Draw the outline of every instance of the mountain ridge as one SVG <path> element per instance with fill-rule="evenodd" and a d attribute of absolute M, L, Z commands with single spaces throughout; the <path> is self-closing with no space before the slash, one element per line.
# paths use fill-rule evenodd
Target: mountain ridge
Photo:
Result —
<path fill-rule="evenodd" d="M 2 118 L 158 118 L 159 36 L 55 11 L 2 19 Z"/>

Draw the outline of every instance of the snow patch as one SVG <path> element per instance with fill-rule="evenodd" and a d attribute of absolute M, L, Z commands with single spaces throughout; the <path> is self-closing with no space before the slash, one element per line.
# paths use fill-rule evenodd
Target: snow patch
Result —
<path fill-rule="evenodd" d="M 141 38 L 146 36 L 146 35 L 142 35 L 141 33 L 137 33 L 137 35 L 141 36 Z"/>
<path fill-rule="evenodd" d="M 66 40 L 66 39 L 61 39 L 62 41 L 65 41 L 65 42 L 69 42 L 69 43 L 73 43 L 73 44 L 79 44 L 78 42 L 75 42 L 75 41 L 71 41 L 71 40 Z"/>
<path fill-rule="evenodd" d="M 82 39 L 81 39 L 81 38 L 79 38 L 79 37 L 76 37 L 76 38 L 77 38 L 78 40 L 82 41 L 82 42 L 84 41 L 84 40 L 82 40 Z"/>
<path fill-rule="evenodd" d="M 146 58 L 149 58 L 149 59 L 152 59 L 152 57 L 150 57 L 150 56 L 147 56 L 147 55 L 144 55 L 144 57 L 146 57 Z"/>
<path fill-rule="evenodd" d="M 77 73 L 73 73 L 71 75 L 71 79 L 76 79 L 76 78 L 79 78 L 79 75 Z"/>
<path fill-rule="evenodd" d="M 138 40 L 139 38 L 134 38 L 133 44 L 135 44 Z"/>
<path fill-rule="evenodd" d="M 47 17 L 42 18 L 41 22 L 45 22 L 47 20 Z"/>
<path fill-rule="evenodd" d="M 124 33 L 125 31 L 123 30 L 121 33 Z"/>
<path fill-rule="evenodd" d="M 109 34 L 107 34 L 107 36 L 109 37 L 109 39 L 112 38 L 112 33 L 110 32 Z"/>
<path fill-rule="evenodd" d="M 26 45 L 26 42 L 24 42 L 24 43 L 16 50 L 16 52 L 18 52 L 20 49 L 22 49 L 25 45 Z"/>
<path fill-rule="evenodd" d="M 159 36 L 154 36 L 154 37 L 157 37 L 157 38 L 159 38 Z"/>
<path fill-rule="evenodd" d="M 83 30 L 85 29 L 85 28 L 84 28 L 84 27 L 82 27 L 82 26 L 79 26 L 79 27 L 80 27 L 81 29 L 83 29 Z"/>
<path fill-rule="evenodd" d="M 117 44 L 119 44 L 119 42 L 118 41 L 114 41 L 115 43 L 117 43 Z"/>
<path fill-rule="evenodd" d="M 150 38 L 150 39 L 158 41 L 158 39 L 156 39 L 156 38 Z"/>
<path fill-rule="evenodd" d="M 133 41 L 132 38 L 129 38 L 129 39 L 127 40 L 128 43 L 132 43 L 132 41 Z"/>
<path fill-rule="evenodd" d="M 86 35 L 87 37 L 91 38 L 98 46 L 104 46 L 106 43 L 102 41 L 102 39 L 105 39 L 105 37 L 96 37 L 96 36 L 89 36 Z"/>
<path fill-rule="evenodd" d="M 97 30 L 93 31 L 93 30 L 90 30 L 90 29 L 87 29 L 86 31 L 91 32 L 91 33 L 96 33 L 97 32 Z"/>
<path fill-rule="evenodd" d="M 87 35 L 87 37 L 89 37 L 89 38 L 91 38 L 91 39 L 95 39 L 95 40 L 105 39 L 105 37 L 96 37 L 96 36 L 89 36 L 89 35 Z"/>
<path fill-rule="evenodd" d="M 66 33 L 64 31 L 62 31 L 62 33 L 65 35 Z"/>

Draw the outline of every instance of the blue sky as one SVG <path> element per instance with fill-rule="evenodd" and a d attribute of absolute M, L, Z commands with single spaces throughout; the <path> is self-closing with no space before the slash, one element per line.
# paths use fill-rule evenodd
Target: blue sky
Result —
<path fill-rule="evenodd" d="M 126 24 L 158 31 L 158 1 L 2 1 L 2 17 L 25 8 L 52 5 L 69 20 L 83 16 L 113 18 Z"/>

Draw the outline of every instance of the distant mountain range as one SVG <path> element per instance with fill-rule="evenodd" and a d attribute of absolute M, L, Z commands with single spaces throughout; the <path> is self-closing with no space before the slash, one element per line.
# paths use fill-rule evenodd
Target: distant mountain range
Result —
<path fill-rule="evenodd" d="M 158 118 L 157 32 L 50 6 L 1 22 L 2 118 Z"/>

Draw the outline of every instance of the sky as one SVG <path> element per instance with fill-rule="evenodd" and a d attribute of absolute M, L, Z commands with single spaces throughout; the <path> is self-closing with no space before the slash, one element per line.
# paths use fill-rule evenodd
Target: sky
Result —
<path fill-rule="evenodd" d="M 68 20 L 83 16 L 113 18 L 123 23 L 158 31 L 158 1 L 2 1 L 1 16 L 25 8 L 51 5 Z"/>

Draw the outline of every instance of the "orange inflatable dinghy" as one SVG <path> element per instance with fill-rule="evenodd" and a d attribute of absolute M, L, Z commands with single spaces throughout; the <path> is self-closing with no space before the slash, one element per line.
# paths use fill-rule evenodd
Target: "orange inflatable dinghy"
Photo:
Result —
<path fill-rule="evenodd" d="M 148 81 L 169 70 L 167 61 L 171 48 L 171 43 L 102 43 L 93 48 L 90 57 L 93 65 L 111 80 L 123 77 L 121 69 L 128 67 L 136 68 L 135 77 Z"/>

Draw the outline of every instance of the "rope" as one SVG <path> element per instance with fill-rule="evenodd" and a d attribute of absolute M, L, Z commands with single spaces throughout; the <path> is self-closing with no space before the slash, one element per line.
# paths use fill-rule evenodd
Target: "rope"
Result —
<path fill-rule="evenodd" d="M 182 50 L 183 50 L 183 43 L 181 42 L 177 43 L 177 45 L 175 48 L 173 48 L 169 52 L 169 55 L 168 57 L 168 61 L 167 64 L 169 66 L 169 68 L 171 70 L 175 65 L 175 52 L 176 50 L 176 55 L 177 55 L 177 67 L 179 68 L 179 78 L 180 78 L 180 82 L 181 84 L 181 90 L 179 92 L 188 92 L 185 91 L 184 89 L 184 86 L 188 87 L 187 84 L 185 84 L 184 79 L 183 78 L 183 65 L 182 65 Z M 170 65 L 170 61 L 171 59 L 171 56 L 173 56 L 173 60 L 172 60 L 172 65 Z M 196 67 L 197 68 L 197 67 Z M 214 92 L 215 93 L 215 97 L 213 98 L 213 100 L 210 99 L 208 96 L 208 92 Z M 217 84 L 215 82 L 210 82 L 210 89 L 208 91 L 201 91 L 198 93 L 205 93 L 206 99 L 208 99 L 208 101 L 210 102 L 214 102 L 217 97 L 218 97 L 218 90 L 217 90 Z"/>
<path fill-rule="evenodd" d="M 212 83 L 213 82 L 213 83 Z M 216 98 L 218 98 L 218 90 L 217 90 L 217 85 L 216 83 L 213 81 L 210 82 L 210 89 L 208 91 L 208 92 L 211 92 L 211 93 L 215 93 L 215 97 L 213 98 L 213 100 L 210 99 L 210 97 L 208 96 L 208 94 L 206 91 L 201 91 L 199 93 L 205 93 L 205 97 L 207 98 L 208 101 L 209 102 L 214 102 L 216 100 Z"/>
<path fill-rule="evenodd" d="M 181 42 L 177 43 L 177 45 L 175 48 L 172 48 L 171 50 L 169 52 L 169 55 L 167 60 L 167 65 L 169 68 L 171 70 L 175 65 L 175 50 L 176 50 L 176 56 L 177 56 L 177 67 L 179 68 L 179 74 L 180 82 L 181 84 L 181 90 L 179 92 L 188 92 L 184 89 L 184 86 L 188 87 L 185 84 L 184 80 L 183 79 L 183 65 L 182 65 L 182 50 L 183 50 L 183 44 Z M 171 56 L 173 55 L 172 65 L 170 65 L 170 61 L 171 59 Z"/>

******

* _PROMPT_
Arrange the part of the records that opens with the line containing "Draw the outline of every instance of the sky" and closes with the line containing "148 81 L 169" as a JSON list of strings, one per line, leaving out blank lines.

* _WRITTEN ANSWER_
[
  "Draw the outline of every instance of the sky as one SVG <path> element per instance with fill-rule=\"evenodd\" and a d attribute of absolute M, L, Z commands with single spaces throughout; the <path> is self-closing with no space before the slash, one element per line.",
  "# paths use fill-rule evenodd",
  "Target: sky",
  "Result —",
  "<path fill-rule=\"evenodd\" d=\"M 68 20 L 83 16 L 113 18 L 123 23 L 158 31 L 158 1 L 2 1 L 1 16 L 25 8 L 51 5 Z\"/>",
  "Draw the outline of every instance of the \"orange inflatable dinghy\" as one SVG <path> element per instance with fill-rule=\"evenodd\" and a d attribute of absolute M, L, Z commands with single spaces throughout; the <path> is self-closing with no space before the slash, one element per line.",
  "# paths use fill-rule evenodd",
  "Target: \"orange inflatable dinghy\"",
  "Photo:",
  "Result —",
  "<path fill-rule=\"evenodd\" d=\"M 148 81 L 169 70 L 167 61 L 171 48 L 171 43 L 102 43 L 93 48 L 90 57 L 93 65 L 111 80 L 123 77 L 121 69 L 128 67 L 136 68 L 135 77 Z\"/>"
]